» **Aim of the exercise**
Count the lines in the items below that contain the string "outline", matching case exactly. Reply with the number alone.

» **Extracted data**
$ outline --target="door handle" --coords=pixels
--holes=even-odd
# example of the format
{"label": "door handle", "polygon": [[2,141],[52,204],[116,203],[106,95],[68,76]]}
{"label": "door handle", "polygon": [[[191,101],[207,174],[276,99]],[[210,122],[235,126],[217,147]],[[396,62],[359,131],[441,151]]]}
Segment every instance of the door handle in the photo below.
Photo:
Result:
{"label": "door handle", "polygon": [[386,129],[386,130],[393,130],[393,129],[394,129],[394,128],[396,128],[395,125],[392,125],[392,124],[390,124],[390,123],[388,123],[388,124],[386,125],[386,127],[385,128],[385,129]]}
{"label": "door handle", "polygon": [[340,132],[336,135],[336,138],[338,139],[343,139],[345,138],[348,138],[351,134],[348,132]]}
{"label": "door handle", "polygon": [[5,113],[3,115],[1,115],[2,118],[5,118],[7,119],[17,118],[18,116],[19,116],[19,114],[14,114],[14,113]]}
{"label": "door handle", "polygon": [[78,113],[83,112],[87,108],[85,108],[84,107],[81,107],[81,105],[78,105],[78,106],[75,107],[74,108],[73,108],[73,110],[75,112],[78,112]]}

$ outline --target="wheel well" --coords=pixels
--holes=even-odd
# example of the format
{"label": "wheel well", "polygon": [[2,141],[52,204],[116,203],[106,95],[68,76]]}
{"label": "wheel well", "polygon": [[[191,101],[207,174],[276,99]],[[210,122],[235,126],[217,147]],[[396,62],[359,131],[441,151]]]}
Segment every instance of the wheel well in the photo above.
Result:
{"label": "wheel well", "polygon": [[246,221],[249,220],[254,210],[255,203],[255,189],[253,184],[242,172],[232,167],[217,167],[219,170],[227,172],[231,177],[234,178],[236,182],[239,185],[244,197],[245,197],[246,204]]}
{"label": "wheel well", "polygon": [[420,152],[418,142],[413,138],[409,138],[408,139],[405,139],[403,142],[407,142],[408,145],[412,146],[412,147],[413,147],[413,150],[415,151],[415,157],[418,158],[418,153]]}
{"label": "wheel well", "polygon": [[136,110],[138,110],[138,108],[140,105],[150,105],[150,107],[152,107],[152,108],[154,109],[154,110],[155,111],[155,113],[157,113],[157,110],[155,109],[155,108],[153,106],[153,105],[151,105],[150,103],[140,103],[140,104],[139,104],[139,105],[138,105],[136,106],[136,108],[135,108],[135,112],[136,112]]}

» **Answer for this exercise**
2